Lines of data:

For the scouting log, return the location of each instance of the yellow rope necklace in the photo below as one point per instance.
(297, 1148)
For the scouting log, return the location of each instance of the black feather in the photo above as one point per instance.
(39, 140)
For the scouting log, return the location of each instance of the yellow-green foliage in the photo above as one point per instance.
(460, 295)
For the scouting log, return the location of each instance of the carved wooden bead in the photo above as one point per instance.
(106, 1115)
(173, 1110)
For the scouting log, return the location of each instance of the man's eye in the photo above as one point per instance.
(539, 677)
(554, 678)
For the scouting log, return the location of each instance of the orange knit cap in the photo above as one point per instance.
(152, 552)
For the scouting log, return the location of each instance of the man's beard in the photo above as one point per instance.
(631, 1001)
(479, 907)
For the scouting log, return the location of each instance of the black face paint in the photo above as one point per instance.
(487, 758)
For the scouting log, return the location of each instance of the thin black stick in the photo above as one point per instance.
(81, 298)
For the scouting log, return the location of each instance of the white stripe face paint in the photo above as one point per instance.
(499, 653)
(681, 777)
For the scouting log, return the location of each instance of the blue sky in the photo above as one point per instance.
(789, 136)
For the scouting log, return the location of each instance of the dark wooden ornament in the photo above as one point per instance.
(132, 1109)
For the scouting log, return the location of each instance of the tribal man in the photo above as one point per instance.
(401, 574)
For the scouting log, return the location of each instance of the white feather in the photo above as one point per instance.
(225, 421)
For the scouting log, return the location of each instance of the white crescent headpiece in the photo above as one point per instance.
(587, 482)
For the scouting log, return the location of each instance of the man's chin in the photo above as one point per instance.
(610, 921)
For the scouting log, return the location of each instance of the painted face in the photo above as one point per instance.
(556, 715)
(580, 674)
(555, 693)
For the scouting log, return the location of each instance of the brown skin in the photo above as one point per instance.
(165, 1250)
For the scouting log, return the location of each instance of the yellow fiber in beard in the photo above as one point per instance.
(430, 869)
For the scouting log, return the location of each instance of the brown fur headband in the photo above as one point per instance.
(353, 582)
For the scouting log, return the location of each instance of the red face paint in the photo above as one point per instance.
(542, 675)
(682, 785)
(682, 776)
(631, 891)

> Task brief: Quote all the records. Keep every word exact.

> Result:
For the scouting log, return the location of each instance of the yellow rope necklace in the photo below as one point per instance.
(297, 1148)
For the scouting log, return the location of each instance of the black feather in the photo above as one point per instance.
(39, 140)
For the scouting log, return the location of each instance of the yellow-green foliage in the photo above as one point per instance.
(460, 295)
For the scouting log, return the location of each instance of the carved wooden bead in the photo above as one point per instance.
(106, 1115)
(173, 1110)
For the scouting log, return the location of each instance of the man's eye in the photo above as one point per instance.
(539, 677)
(554, 678)
For the scouting log, return the location of each instance of the orange knit cap in the photo above as one point per instance.
(152, 552)
For the scouting log, return the location of each instance of the man's beard in the photo above as one point per instance.
(631, 1001)
(479, 907)
For the scouting log, return the location of each instance of the black face paint in the photo above as one point per instance.
(487, 758)
For the scouting log, return the location of each instance of the thin black stick in the photo above as one point per instance.
(81, 298)
For the scouting log, return the location of each instance of the white stripe face paint in the photo above as one point per instance.
(499, 653)
(681, 777)
For the scouting log, return the location of each instance of the blue sky in the photo above as one point per instance.
(789, 136)
For the scouting log, return the location of each instance of the dark wooden ornament in the photo above as one point per instance.
(132, 1109)
For the scouting log, return the location of each instance of the tribal man in the photo above as one point per instance.
(401, 574)
For the scouting log, return the location of each instance of the white feather in the photo above as one point per instance.
(225, 421)
For the scouting log, return the location of each instance of the white crescent headpiece in the photo above as one point per instance.
(587, 482)
For the scouting log, return the location of each instance of the man's chin in the photo above as one point per instance.
(610, 921)
For the scouting log, return the location of each instance of the painted face in the photo above as one point per instance.
(556, 715)
(580, 674)
(555, 693)
For the scouting log, return the location of each instance of the brown skin in the photo above as one point per instance.
(165, 1250)
For the scouting log, return the location of each instance of the yellow fiber in beard in the photo above as one point per instance.
(430, 869)
For the scouting log, return the location of each instance of the brown fur headband in the photo above as one point per instance.
(353, 582)
For the scouting log, return the location of each instance of the red face paint in the photo above as one point per instance.
(542, 675)
(682, 785)
(682, 776)
(631, 891)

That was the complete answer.